>>>
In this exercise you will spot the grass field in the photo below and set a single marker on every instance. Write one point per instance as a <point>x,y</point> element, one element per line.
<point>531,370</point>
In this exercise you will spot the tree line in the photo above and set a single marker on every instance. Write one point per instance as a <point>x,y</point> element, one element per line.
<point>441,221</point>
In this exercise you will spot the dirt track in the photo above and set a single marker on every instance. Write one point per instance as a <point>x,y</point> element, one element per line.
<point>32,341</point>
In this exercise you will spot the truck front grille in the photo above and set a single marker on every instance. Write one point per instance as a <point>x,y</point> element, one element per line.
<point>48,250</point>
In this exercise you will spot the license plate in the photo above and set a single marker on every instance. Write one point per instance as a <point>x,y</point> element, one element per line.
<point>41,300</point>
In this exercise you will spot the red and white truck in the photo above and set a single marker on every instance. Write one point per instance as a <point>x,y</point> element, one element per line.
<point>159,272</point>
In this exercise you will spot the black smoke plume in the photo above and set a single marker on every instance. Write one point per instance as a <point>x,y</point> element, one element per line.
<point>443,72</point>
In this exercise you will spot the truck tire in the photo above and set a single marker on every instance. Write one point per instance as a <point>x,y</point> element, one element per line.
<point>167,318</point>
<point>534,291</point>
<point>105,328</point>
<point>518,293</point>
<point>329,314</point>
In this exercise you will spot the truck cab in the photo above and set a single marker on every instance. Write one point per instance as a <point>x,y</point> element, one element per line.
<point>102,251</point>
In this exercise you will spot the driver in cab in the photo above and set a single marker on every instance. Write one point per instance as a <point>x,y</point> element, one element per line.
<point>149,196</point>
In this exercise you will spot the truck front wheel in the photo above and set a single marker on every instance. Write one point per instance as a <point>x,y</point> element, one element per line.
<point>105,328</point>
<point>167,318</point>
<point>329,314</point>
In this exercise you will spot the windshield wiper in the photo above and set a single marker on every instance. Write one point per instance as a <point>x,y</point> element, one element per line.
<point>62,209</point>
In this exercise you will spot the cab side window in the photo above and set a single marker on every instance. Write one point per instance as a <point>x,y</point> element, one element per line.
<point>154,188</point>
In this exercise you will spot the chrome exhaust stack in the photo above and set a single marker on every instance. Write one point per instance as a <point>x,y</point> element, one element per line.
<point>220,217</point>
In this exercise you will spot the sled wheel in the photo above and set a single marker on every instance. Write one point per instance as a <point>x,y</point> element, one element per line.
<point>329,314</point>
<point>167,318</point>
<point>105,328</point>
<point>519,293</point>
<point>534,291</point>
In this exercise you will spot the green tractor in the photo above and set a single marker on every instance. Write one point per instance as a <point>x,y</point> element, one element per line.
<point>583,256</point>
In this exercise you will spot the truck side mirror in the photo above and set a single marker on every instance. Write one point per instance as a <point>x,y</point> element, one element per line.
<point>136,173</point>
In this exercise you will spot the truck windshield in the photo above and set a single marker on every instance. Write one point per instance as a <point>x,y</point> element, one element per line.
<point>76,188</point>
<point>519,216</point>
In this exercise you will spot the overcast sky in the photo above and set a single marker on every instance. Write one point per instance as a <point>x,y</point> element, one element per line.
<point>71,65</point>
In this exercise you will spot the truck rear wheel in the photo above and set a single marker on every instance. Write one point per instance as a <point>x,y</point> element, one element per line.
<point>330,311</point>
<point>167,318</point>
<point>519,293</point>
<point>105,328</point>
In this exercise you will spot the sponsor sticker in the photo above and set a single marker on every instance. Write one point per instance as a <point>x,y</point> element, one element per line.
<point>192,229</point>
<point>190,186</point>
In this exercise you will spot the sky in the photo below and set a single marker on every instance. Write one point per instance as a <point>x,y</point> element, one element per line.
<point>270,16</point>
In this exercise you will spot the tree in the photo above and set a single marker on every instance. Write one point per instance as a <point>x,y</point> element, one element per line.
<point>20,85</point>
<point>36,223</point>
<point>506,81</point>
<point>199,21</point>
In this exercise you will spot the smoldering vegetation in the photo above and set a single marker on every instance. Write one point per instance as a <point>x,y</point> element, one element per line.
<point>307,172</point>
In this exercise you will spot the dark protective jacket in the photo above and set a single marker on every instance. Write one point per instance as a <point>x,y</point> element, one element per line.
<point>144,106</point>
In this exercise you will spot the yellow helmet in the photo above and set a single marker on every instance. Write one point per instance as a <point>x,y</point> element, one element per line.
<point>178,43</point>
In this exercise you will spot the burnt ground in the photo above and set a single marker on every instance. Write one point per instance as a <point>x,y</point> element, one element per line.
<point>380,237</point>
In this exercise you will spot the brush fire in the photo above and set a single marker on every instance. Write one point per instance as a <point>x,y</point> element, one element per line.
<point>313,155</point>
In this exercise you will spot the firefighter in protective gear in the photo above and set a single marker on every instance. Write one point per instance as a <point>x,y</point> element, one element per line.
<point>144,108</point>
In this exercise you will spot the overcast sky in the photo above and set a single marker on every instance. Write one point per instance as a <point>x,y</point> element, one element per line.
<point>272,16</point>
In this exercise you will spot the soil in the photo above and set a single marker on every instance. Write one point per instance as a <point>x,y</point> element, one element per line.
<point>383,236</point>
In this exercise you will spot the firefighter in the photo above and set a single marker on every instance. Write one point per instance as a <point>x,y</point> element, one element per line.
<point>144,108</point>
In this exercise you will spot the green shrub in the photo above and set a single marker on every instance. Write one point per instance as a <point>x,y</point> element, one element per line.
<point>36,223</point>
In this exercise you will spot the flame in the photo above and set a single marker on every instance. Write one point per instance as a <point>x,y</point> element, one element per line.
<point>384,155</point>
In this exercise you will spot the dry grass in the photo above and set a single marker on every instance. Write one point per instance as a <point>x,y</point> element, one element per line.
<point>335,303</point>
<<<
Work required —
Repeat the whole listing exactly, keeping every line intact.

Solution for this task —
In this exercise you will spot the grass field in the photo below and set a single marker on every instance. Write one point per instance as a <point>x,y</point> element, one element per line.
<point>531,370</point>
In this exercise you will spot the tree line in the photo above and set a single marker on every instance. Write one point per instance as a <point>x,y</point> element, one element per line.
<point>441,221</point>
In this exercise you will spot the dirt track in the photo above and set a single marker on every instance. Write one point per instance as a <point>x,y</point> element, one element per line.
<point>32,341</point>
In this exercise you will spot the truck front grille in the photo above and set a single marker on every instance. Write one point per instance as a <point>x,y</point> element, one element per line.
<point>48,250</point>
In this exercise you will spot the license plate in the photo above and set a single marker on every instance. Write one point per instance as a <point>x,y</point> element, one element per line.
<point>41,300</point>
In this exercise you will spot the red and white truck in the photo above and set a single marker on every instance. Write one point per instance as a <point>x,y</point> element, one element per line.
<point>159,272</point>
In this exercise you will spot the black smoke plume in the photo above and set a single marker on every instance. Write one point per instance as a <point>x,y</point> element, one element per line.
<point>443,72</point>
In this exercise you will spot the truck tire in the photo above and set a single marker on every instance. Write one point per instance as a <point>x,y</point> element, one element per line.
<point>167,318</point>
<point>534,291</point>
<point>105,328</point>
<point>518,293</point>
<point>329,314</point>
In this exercise you will spot the truck cab in the photo above and set a single marker on every instance. Write one point per instance as a <point>x,y</point> element, one element per line.
<point>102,251</point>
In this exercise you will spot the driver in cab in the photo above and set a single marker on every instance. Write one point per instance as a <point>x,y</point> element, one element per line.
<point>149,196</point>
In this exercise you will spot the truck front wheel in the photo above and set a single marker on every instance. Write one point per instance as a <point>x,y</point> element, one element per line.
<point>105,328</point>
<point>167,318</point>
<point>329,314</point>
In this exercise you will spot the windshield wiper in the photo above and set a single marker on every instance. Write one point per instance as a <point>x,y</point> element, one element per line.
<point>62,209</point>
In this exercise you will spot the cab side window in the photo above and set a single marker on every instance. Write one point per instance as a <point>x,y</point> element, one element per line.
<point>154,188</point>
In this exercise you will spot the chrome exhaust stack in the photo above and set a single marker on every instance. Write one point per instance as a <point>x,y</point> element, one element per line.
<point>220,217</point>
In this exercise you will spot the sled wheel in the photo above and set a single marker on every instance. Write one point per instance as a <point>x,y</point> element, one element per line.
<point>329,314</point>
<point>167,318</point>
<point>105,328</point>
<point>519,293</point>
<point>534,291</point>
In this exercise you will spot the green tractor in the photo above and set a single marker on every instance. Write one point per instance as a <point>x,y</point> element, one element per line.
<point>583,256</point>
In this exercise you will spot the truck side mirror in the photo above and set a single marker on every instance. Write one point per instance as a <point>x,y</point> element, one element per line.
<point>136,173</point>
In this exercise you will spot the truck windshield in the photo above and set a single marker on every instance. Write one point per instance as a <point>x,y</point> element, one element per line.
<point>76,188</point>
<point>519,216</point>
In this exercise you will spot the overcast sky in the photo above and set a single marker on every instance. Write one point per instance as a <point>x,y</point> element, one element per line.
<point>71,65</point>
In this exercise you will spot the truck rear wheel in the photo above and set a single marker on every instance. Write one point per instance as a <point>x,y</point> element, one element per line.
<point>330,311</point>
<point>167,318</point>
<point>519,293</point>
<point>105,328</point>
In this exercise you will spot the sponsor sticker in the photo above and set a single marker on every instance. Write one point per instance as a <point>x,y</point> element, one element per line.
<point>192,229</point>
<point>190,186</point>
In this exercise you will spot the sky in the photo below and set a single marker on every instance. Write one point per instance as a <point>x,y</point> element, one element per line.
<point>270,16</point>
In this exercise you will spot the tree in the photo above and set a single marker on every instance. Write one point per instance as a <point>x,y</point> element, one element per line.
<point>20,85</point>
<point>36,223</point>
<point>506,81</point>
<point>199,21</point>
In this exercise you will spot the smoldering vegetation in the photo above and set a single marker on every instance. Write one point per instance as a <point>x,y</point> element, one element per line.
<point>307,172</point>
In this exercise you will spot the dark protective jacket in the photo above and set a single marker on every instance. Write one point per instance as a <point>x,y</point> element, one element per line.
<point>144,106</point>
In this exercise you will spot the yellow helmet in the photo above and set a single marker on every instance. Write one point per instance as a <point>x,y</point> element, one element per line.
<point>178,43</point>
In this exercise you will spot the burnt ground in the photo above and set a single marker on every instance. Write one point per instance as a <point>x,y</point> element, one element per line.
<point>380,237</point>
In this exercise you will spot the brush fire in the photo above and set a single marker on every instance. Write one point per instance as a <point>x,y</point> element, one element per line.
<point>313,155</point>
In this exercise you will spot the firefighter in protective gear in the photo above and set a single marker on every instance. Write one point per instance as a <point>x,y</point> element, one element per line.
<point>144,108</point>
In this exercise you will spot the overcast sky in the photo above and set a single marker on every instance. Write one point per instance as a <point>x,y</point> element, one element per line.
<point>272,16</point>
In this exercise you will spot the soil in the photo above and set a single marker on every instance. Write one point per instance as a <point>x,y</point> element, one element per line.
<point>383,236</point>
In this exercise you will spot the firefighter in the photo above and set a single marker on every instance. Write one point per instance as a <point>x,y</point> element, one element per line.
<point>144,108</point>
In this exercise you will spot the green shrub in the photo above and set a single marker on every instance. Write one point per instance as a <point>x,y</point> element, one element per line.
<point>36,223</point>
In this exercise you will spot the flame in the photo above and set a single marker on every instance. Write one point per instance as a <point>x,y</point> element, one element per line.
<point>384,155</point>
In this exercise you will spot the dry grass in the photo above and set a single marker on every instance. Write one point per instance as a <point>x,y</point> element, one element per line.
<point>335,303</point>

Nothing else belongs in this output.